Count the lines in the rows below that contain the string "query", matching case exactly. Reply with the number alone.

··· RECORDS TO USE

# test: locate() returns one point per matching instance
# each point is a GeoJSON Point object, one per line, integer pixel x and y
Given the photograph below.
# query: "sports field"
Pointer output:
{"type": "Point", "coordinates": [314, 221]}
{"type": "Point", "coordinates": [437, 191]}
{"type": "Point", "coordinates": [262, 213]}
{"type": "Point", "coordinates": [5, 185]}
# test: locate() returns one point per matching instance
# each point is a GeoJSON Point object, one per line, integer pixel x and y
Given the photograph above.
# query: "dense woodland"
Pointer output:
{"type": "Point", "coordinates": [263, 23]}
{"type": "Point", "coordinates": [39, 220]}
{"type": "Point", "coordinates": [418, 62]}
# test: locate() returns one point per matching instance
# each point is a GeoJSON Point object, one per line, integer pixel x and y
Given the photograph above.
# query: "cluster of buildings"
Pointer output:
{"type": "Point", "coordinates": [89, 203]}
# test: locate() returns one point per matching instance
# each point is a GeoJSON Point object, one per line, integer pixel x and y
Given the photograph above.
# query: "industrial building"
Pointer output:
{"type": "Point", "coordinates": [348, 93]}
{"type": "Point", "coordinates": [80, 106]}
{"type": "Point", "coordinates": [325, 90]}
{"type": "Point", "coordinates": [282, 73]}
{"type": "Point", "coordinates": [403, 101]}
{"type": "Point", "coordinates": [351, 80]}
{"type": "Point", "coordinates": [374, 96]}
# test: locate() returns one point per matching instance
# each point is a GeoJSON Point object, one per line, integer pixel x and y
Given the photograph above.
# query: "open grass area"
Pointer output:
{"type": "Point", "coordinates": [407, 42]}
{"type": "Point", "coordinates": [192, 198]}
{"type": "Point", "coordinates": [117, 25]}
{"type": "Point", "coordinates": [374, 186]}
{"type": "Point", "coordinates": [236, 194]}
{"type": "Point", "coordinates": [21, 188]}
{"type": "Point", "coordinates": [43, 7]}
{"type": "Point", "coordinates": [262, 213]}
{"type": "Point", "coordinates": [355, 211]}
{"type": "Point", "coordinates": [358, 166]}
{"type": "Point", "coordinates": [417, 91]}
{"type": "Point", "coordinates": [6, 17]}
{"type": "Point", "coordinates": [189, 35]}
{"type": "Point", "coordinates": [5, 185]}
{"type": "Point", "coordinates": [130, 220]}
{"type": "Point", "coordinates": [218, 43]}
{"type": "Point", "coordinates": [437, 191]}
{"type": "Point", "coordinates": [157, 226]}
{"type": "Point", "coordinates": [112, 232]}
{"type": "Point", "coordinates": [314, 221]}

······

■ PROBLEM SOLUTION: 5